▸ Your goal: In the arrow-tip coalescing extract, why is a coalescing step needed after the transformation, and what makes one point a duplicate of another? Answer in one to three sentences.

▸ Source extract:
========================================================================

Plotting the list of \((px, py)\) on the original image will give us something like this:

After transformation

Again, if you observe closely, there are multiple points per arrow.

Coalesce

To produce our final output, coalescing multiple points into one final point is straightforward: if two points \(a\) and \(b\) are within a certain distance, then \(b\) is a duplicate.

def coalesce(tips):
    """ Reduces points close to together in tips into one point.
    Returns the list of reduced points.
    """
    thresh = 7
    
    def not_distinct(p1, p2):
        (p1x, p1y) = p1
        (p2x, p2y) = p2
        return (p1x-p2x)**2 + (p1y-p2y)**2 <= thresh**2 

    def update(pt, distinct_pts):
        for dpt in distinct_pts:
            if not_distinct(pt, dpt):
                return
        distinct_pts.append(pt)
        return

    if len(tips) <= 1:
        return tips
    distinct_pts = []
    for pt in tips:
        update(pt, distinct_pts)
    return distinct_pts

Here, the input tips is the list of \((px, py)\) for all the arrows in an image. thresh is the pixel distance between two points for them to be considered duplicates. The return value distinct_points is then the final set of points in an image, with one point per arrow. This algorithm runs in \(O(n^2)\).

========================================================================

▸ Stored data:
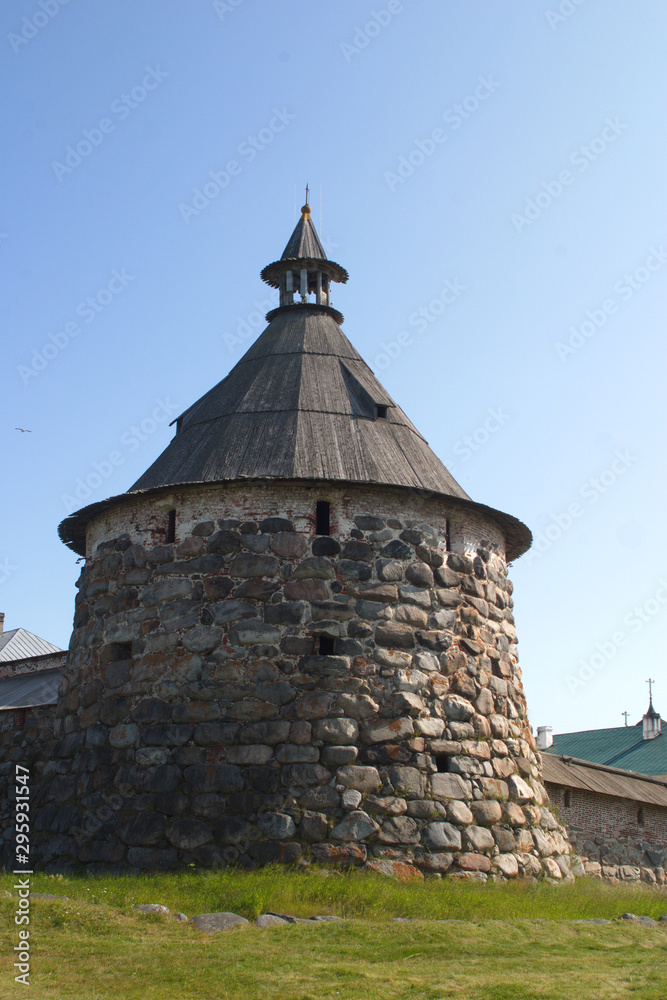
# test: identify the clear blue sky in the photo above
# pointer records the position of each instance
(506, 148)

========================================================================

▸ Solution below: After the transformation, the plotted points show several points per arrow, so they must be merged to give one final point per arrow. A point b is treated as a duplicate of a point a when the two lie within a set pixel distance, which the code sets as thresh = 7.